> **GIVEN EXERCISE 1**: Summarize the antenna unit description below in two sentences.
> **GIVEN EXERCISE 2**: Write the next part of the antenna unit description below, starting after its last sentence.

> **SOURCE EXCERPT**:
▽

In some embodiments, antenna unit 710 includes an open end 710A, an open end 710B, a signal input terminal 710C, a ground terminal 710D, and a connection portion 710E. The connection portion 710E is connected to the ground terminal 710D and the signal input terminal 710C. The open end 710A of the antenna unit 710 and the signal input terminal 710C form an electrical path corresponding to the first frequency (e.g., 2.44 GHz). The open end 710B and the signal input terminal 710C form an electrical path corresponding to the second frequency (e.g., 5.5 GHz). The ground terminal 710D of the antenna unit 710 is coupled to the ground plane 702 to connect to the ground. The signal input terminal 710C of the antenna unit 710 is coupled to the signal source (not illustrated). In some embodiments, the antenna unit 720 includes an open end 720A, an open end 720B, a signal input terminal 720C, a ground terminal 720D, and a connection portion 720E. The connection portion 720E is connected to the ground terminal 720D and signal input terminal 720C. The open end 720A and the signal input terminal 720C of the antenna unit 720 form an electrical path corresponding to the first frequency (e.g. 2.44 GHz). The open end 720B and signal input terminal 720C form an electrical path, corresponding to the second frequency (e.g. 5.5 GHz). The ground terminal 720D of the antenna unit 720 is coupled to the ground plane 702 to connect to the ground. The signal input terminal 720C of the antenna unit 720 is coupled to the signal source (not illustrated).

△

> **RECORD SET**:
▽

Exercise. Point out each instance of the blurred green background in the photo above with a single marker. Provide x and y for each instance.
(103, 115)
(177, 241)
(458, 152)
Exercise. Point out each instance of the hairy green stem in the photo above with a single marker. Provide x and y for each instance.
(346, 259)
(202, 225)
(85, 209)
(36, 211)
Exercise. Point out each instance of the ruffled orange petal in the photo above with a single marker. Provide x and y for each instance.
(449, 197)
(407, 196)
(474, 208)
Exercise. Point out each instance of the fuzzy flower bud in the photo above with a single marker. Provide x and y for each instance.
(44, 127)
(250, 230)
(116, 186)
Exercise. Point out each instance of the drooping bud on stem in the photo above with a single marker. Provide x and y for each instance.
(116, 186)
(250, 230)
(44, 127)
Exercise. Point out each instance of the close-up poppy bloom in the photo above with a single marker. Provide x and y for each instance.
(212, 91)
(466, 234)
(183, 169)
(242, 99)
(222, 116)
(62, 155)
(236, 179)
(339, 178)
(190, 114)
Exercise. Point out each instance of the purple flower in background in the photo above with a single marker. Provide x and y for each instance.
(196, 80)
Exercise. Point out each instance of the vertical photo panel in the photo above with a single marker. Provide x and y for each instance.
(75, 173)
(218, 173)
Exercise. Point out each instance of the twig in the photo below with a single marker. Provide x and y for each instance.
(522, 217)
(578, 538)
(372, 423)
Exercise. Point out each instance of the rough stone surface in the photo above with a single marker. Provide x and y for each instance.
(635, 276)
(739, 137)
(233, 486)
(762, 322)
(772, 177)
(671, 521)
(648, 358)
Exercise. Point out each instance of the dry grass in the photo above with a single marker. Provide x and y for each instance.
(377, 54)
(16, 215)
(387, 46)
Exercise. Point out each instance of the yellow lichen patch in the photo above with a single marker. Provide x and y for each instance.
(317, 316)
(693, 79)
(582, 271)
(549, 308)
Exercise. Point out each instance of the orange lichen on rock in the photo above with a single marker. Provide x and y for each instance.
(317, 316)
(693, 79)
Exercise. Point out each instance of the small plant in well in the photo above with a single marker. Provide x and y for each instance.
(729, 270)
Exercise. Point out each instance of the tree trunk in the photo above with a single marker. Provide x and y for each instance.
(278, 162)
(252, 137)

△

> **RESPONSE 1**: Antenna units 710 and 720 each include two open ends, a signal input terminal, a ground terminal, and a connection portion that connects the ground terminal and the signal input terminal. In each unit, one open end and the signal input terminal form an electrical path corresponding to a first frequency (e.g., 2.44 GHz), and the other open end and the signal input terminal form one corresponding to a second frequency (e.g., 5.5 GHz), while the ground terminal is coupled to ground plane 702 and the signal input terminal is coupled to a signal source.

> **RESPONSE 2**:
In some embodiments, the open end 710A of the antenna unit 710 is disposed in correspondence with the open end 720A of the antenna unit 720, and the open end 710B of the antenna unit 710 is disposed in correspondence with the open end 720B of the antenna unit 720. In some embodiments, the connection portion 710E of the antenna unit 710 and the open end 710A of the antenna unit 710 are disposed perpendicularly to each other, and the connection portion 720E and the open end 720A of the antenna unit 720 are disposed perpendicularly to each other to keep the volume of the antenna device 700 unchanged and increase the distance between the antenna unit 710 and the antenna unit 720 as well, so as to obtain a better isolation between the antenna unit 710 and the antenna unit 720 (as illustrated in FIG. 1).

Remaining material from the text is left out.